▶ Te lezen fragment:
↓↓↓
Psalm 113 vers 4: Over de heerlijkheid van de Heere gesproken
10/12/2019

Psalm 113 vers 4: Over de heerlijkheid van de Heere gesproken

Passage: Psalm 113:4

De HEERE is verheven boven alle heidenvolken,
boven de hemel is Zijn heerlijkheid.
Psalm 113 vers 4
Over de heerlijkheid van de Heere gesproken
Bij de voorbereiding op dit gedeelte las ik dat Psalm 113 in het Hebreeuws uit 58 woorden bestaat en dat het he Hebreeuwse woord voor heerlijkheid het negenentwintigste woord in de Psalm is en daarmee precies in het midden van de psalm staat. Inderdaad, als je de Psalm nog eens leest dan staat Gods Heerlijkheid centraal in de psalm.
↑↑↑
Beoordeel of de volgende stellingen kloppen met de tekst over Psalm 113 hierboven, en beantwoord elke stelling met ja of nee plus de doorslaggevende woorden uit die tekst letterlijk geciteerd. 1. Psalm 113 bestaat in het Hebreeuws uit 58 woorden. 2. Volgens vers 4 is de heerlijkheid van de HEERE onder de hemel. 3. Het Hebreeuwse woord voor heerlijkheid staat aan het begin van de psalm.

▶ Lijst met records:
↓↓↓
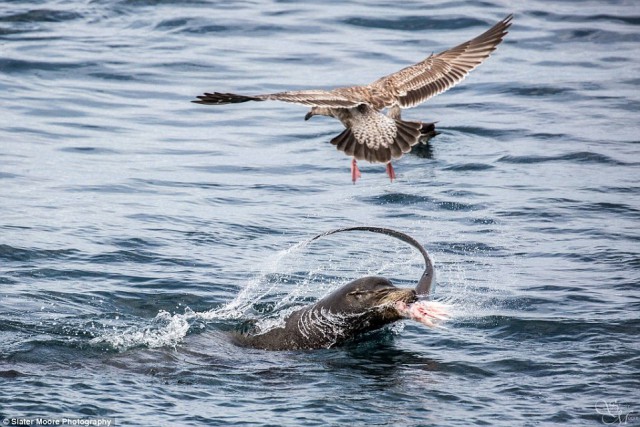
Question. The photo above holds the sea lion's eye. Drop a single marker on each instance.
(357, 294)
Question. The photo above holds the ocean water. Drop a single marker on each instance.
(137, 230)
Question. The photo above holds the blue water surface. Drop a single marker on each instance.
(138, 229)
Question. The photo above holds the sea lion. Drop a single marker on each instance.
(361, 306)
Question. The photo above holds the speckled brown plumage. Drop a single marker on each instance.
(369, 134)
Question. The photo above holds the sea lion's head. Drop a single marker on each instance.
(371, 298)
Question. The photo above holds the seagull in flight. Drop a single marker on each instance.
(370, 134)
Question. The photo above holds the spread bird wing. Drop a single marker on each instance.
(437, 73)
(337, 98)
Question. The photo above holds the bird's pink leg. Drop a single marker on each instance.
(391, 172)
(355, 172)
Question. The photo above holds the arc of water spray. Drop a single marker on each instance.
(427, 281)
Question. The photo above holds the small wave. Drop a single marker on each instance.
(41, 15)
(166, 330)
(578, 157)
(415, 23)
(469, 167)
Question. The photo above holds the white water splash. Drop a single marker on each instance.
(166, 330)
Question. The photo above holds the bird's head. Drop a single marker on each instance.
(318, 111)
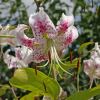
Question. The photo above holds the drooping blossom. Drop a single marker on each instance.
(47, 39)
(92, 65)
(60, 37)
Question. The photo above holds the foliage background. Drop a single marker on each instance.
(87, 20)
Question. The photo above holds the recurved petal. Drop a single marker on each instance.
(42, 25)
(64, 23)
(63, 40)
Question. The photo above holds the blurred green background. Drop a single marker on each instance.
(87, 21)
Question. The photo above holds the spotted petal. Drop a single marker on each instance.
(40, 51)
(64, 23)
(42, 25)
(63, 40)
(92, 68)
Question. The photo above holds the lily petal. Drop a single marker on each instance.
(63, 40)
(64, 23)
(42, 25)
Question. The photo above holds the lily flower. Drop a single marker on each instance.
(48, 40)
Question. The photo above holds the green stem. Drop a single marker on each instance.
(14, 93)
(78, 82)
(91, 83)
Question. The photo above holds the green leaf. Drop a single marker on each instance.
(35, 81)
(29, 96)
(3, 89)
(7, 36)
(69, 65)
(83, 46)
(85, 95)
↑↑↑
▶ Antwoord opdracht:
1. Ja: "dat Psalm 113 in het Hebreeuws uit 58 woorden bestaat"
2. Nee: "boven de hemel is Zijn heerlijkheid."
3. Nee: "en daarmee precies in het midden van de psalm staat"